* _Goal_
Return each line of the listing below that contains the word "banner".

* _Listed entries_
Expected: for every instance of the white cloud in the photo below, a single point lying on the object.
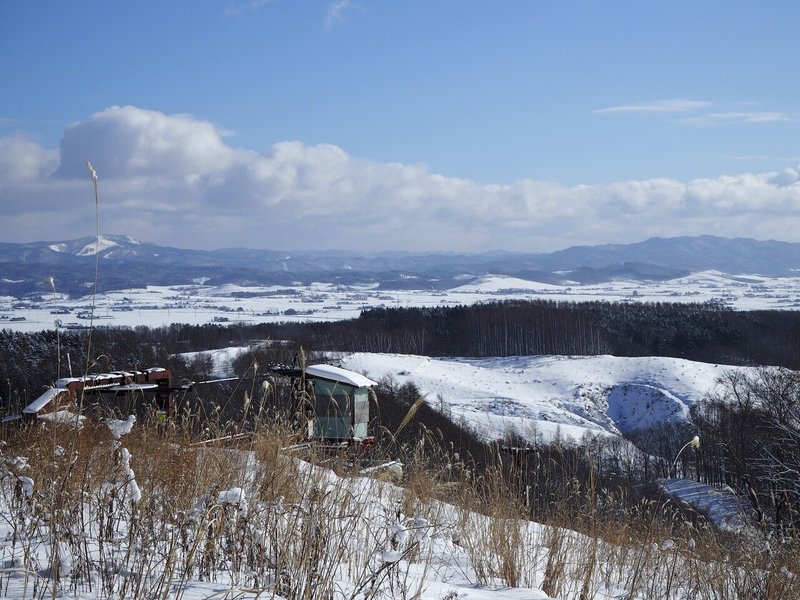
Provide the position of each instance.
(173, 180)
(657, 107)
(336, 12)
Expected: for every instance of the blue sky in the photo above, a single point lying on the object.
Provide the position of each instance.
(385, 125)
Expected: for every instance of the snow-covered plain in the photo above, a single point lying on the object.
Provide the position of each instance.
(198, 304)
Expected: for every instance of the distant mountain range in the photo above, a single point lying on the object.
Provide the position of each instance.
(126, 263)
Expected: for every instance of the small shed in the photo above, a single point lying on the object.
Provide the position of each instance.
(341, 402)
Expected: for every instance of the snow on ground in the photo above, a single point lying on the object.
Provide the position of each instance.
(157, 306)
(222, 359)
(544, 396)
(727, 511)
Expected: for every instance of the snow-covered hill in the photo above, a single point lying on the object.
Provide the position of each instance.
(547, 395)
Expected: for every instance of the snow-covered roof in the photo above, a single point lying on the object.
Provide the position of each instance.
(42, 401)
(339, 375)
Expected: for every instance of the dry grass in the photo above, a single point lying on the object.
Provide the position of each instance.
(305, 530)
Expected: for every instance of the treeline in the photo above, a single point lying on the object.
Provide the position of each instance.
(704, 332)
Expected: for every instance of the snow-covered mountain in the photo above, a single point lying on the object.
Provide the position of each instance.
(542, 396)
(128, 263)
---
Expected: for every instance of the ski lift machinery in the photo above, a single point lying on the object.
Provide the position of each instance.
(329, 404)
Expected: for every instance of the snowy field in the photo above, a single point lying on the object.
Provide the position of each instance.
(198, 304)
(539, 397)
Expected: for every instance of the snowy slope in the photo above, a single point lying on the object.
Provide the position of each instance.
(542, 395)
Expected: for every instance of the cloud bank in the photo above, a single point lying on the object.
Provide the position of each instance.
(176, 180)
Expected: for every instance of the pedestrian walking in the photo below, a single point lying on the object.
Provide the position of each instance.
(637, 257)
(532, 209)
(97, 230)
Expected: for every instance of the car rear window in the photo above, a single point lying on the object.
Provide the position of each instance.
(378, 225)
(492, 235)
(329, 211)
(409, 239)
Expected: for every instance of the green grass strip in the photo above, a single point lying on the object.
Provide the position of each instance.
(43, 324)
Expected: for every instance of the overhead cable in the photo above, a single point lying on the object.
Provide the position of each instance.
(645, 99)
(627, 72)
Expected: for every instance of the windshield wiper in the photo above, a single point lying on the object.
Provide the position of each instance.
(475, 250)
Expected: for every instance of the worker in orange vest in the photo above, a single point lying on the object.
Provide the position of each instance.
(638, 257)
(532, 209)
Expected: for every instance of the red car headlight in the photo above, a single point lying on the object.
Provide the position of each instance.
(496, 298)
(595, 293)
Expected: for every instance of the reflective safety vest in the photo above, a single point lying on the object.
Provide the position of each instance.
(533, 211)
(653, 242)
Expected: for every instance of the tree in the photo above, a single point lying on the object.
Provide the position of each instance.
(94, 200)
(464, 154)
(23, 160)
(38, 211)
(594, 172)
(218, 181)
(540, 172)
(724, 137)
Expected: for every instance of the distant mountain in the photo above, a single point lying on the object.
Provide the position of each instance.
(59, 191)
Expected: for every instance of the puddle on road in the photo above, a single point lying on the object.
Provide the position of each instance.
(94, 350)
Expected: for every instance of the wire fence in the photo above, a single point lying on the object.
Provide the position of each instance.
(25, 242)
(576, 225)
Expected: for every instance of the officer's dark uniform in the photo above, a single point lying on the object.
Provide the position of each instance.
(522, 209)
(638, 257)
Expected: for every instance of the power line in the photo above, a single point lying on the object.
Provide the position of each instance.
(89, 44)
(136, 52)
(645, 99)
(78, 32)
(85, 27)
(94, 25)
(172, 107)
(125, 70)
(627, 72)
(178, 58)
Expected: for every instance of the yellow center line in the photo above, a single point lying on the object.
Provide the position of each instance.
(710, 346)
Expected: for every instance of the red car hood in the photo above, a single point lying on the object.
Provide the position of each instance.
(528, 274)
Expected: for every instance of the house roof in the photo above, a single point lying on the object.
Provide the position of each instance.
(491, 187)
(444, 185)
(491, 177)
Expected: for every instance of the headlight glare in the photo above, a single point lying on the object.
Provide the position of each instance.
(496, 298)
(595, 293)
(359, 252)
* * *
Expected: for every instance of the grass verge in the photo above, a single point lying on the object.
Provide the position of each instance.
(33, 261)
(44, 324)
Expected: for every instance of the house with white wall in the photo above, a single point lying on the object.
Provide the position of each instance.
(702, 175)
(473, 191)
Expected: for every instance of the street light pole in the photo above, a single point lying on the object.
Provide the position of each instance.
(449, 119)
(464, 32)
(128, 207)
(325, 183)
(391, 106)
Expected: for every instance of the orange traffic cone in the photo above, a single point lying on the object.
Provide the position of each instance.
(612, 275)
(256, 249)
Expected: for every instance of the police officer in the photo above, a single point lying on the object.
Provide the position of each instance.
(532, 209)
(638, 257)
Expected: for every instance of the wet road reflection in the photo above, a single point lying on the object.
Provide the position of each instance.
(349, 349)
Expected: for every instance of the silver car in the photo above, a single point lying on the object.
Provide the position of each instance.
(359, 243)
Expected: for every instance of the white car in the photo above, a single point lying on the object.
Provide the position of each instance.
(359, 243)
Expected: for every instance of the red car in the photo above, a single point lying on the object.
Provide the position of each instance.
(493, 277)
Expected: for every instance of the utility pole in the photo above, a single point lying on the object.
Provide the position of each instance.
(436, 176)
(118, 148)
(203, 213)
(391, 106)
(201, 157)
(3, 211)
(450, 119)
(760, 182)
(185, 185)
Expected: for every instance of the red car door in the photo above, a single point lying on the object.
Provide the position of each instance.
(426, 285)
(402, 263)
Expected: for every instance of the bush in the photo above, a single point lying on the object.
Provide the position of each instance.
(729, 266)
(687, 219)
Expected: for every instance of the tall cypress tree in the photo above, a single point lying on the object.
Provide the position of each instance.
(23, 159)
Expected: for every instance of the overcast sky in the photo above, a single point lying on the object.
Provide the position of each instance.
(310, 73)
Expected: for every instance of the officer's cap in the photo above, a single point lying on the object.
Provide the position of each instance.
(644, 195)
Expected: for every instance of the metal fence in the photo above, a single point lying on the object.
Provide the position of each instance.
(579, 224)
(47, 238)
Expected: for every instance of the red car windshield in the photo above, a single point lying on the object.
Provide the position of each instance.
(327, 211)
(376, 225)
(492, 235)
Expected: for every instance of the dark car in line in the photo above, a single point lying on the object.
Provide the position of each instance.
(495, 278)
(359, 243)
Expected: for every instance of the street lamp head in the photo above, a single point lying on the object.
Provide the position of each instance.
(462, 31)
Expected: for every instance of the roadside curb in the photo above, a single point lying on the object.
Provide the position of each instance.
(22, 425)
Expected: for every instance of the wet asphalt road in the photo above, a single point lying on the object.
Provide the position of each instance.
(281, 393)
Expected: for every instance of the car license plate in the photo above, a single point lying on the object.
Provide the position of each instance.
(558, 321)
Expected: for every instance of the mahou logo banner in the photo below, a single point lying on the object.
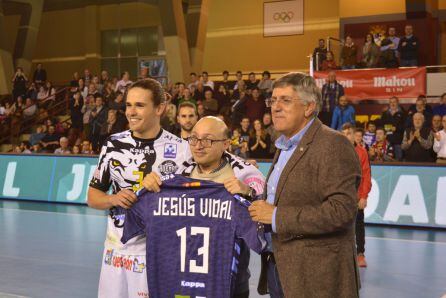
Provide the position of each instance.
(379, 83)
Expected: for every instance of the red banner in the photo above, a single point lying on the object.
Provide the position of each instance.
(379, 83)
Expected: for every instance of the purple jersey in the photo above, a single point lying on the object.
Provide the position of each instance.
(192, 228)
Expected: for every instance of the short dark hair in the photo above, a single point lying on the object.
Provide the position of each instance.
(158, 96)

* _Worked solution_
Expected: for every instance of the mahou logo banner in the photo below, a single point lying on the object.
Expected: for every instance of the red banner in the photo above, a single point lying on the object.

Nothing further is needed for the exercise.